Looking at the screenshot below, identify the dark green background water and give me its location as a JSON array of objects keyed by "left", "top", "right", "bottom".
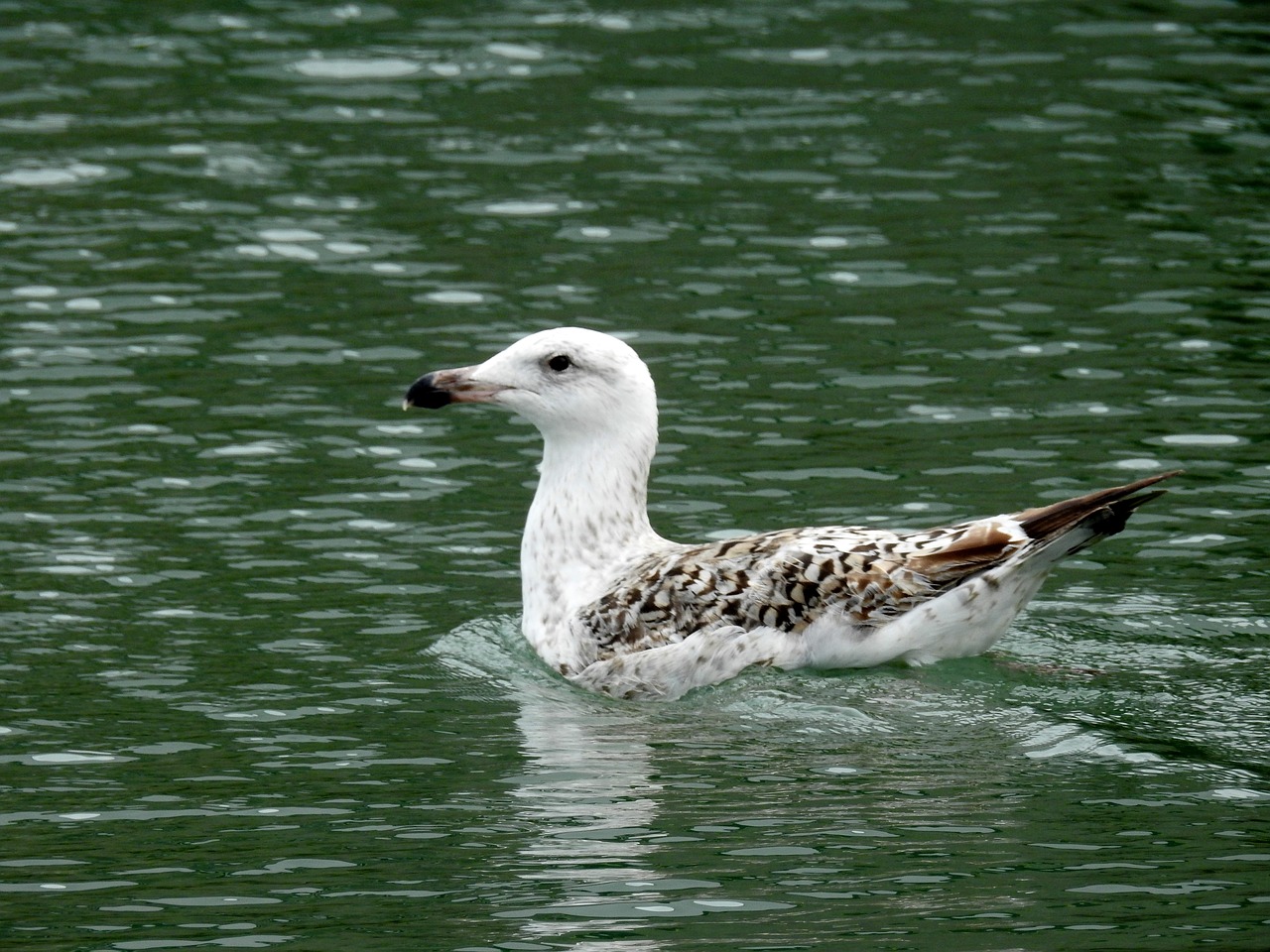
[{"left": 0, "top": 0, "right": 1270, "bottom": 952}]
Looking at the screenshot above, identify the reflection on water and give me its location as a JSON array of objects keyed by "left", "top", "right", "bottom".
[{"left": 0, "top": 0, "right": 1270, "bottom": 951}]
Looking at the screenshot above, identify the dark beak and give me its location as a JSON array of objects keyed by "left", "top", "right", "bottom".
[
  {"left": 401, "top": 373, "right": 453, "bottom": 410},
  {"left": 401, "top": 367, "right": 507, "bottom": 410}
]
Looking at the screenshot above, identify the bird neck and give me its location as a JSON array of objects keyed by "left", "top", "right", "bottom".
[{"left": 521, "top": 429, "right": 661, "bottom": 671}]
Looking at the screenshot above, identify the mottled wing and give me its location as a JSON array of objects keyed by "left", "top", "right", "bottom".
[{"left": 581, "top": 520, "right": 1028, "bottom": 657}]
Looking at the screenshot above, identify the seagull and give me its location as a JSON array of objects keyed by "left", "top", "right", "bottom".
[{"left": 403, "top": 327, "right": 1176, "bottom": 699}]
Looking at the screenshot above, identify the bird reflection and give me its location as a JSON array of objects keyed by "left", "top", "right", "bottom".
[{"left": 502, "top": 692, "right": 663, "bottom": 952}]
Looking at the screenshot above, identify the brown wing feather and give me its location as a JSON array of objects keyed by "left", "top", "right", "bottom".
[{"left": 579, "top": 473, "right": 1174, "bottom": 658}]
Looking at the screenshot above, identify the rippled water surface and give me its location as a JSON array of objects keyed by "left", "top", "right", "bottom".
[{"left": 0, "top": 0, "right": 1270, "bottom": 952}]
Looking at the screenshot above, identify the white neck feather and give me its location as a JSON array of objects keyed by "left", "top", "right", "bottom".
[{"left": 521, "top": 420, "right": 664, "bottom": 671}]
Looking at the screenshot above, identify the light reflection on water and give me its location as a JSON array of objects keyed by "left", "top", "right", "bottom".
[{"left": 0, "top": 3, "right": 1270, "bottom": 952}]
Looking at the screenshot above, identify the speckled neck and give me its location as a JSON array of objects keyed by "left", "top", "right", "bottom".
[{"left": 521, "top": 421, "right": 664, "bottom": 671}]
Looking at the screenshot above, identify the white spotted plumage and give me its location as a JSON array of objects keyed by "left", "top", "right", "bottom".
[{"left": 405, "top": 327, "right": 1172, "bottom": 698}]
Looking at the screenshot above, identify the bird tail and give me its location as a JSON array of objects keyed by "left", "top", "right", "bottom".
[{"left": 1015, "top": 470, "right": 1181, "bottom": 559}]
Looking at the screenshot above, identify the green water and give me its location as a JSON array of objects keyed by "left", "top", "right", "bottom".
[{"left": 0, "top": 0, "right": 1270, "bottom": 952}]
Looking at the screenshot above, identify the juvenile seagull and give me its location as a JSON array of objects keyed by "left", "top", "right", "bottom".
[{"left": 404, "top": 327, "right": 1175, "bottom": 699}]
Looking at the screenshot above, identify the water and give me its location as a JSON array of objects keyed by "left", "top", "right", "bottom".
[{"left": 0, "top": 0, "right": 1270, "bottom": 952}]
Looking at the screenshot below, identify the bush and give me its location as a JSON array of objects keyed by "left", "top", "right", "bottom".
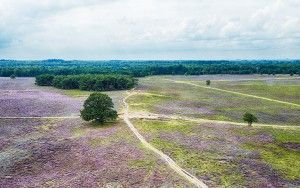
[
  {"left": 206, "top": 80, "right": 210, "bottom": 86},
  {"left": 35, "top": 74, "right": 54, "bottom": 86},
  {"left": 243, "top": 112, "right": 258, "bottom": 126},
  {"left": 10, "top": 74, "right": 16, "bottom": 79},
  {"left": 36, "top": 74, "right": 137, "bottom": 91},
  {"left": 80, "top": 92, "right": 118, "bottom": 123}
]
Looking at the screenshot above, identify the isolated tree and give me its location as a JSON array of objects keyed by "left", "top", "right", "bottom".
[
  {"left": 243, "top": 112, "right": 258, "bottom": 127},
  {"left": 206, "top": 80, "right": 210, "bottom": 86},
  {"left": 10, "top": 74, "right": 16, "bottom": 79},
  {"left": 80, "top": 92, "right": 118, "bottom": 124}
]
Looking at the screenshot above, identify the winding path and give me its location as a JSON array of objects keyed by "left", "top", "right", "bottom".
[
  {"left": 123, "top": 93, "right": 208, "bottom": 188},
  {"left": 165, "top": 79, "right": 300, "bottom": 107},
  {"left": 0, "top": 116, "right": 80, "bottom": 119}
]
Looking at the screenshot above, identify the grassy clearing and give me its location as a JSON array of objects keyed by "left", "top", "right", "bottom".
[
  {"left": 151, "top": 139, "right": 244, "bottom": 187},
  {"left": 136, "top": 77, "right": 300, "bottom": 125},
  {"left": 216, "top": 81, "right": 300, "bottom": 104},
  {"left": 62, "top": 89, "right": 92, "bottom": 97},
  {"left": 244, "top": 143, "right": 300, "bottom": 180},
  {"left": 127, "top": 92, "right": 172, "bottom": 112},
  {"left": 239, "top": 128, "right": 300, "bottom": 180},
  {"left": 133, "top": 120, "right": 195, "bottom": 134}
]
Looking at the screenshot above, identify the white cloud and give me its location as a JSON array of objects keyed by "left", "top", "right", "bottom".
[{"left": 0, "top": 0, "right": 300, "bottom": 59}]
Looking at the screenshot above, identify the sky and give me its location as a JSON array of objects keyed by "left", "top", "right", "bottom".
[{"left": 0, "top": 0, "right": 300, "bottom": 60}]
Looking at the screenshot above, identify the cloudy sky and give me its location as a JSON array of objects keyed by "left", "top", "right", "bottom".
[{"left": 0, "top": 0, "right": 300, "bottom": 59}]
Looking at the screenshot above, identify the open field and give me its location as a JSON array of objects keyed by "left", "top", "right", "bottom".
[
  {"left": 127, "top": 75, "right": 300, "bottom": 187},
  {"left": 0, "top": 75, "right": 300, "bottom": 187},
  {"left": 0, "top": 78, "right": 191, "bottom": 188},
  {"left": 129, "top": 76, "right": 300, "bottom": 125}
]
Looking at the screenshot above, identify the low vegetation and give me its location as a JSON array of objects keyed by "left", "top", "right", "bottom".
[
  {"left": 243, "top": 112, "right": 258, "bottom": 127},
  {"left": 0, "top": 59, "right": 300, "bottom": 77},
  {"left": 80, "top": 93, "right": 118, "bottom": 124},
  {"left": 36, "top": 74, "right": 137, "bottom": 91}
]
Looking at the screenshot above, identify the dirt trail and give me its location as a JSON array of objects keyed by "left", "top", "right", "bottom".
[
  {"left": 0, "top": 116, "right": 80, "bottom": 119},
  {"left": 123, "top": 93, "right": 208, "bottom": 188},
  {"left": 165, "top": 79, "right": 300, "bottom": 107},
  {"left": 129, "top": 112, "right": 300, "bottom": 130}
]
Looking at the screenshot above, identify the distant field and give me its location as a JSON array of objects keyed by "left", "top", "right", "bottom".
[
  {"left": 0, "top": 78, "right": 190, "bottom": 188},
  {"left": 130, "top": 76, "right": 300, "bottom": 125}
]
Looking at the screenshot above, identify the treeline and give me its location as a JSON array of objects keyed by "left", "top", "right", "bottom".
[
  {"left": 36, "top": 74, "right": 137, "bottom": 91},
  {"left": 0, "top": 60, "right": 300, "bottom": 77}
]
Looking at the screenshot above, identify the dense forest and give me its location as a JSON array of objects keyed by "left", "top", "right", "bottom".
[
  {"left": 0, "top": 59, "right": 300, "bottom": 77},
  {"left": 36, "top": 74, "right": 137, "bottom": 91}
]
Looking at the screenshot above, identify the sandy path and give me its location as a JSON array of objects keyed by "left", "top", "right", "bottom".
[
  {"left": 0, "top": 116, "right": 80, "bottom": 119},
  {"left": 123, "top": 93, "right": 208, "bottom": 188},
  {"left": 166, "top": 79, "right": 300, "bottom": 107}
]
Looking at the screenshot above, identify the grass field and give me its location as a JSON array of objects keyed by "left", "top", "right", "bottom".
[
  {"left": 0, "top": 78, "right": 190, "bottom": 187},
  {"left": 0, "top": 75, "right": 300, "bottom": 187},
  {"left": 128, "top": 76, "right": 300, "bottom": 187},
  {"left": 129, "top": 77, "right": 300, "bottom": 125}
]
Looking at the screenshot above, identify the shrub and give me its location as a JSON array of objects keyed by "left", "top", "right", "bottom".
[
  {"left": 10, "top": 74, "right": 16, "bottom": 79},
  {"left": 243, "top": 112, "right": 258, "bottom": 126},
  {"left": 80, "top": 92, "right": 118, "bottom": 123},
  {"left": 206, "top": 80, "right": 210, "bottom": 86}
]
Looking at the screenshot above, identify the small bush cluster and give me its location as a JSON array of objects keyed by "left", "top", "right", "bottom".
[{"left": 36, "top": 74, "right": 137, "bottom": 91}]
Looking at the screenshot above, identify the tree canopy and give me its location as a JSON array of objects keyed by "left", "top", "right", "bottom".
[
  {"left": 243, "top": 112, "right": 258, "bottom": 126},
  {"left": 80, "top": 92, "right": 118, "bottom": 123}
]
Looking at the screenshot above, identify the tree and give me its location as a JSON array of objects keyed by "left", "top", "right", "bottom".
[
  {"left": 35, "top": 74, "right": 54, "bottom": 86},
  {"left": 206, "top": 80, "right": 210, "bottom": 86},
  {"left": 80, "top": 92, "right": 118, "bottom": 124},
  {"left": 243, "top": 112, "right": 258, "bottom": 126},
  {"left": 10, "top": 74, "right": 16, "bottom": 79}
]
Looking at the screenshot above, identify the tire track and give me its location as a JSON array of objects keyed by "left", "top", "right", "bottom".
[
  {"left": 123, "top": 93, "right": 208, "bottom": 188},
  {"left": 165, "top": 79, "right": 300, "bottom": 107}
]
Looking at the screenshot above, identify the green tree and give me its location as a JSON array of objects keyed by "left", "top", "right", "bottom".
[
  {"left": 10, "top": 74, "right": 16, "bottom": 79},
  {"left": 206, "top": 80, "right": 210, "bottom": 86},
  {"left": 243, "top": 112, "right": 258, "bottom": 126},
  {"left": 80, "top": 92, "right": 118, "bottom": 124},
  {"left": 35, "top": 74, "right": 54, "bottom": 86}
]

▸ Problem to solve
Print exactly the lines above, starting at the line that contains "Looking at the screenshot above, identify the tire" and ending with the last line of the records, both included.

▸ Result of the exercise
Looking at the screenshot above, identify the tire track and give me its location as a JSON array of objects keyed by "left", "top", "right", "bottom".
[
  {"left": 123, "top": 93, "right": 208, "bottom": 188},
  {"left": 165, "top": 79, "right": 300, "bottom": 107}
]
Looking at the screenshot above, identify the green tree and give me its location as a JSON array of objects keyed by "left", "top", "right", "bottom".
[
  {"left": 10, "top": 74, "right": 16, "bottom": 79},
  {"left": 206, "top": 80, "right": 210, "bottom": 86},
  {"left": 243, "top": 112, "right": 258, "bottom": 126},
  {"left": 80, "top": 92, "right": 118, "bottom": 124},
  {"left": 35, "top": 74, "right": 54, "bottom": 86}
]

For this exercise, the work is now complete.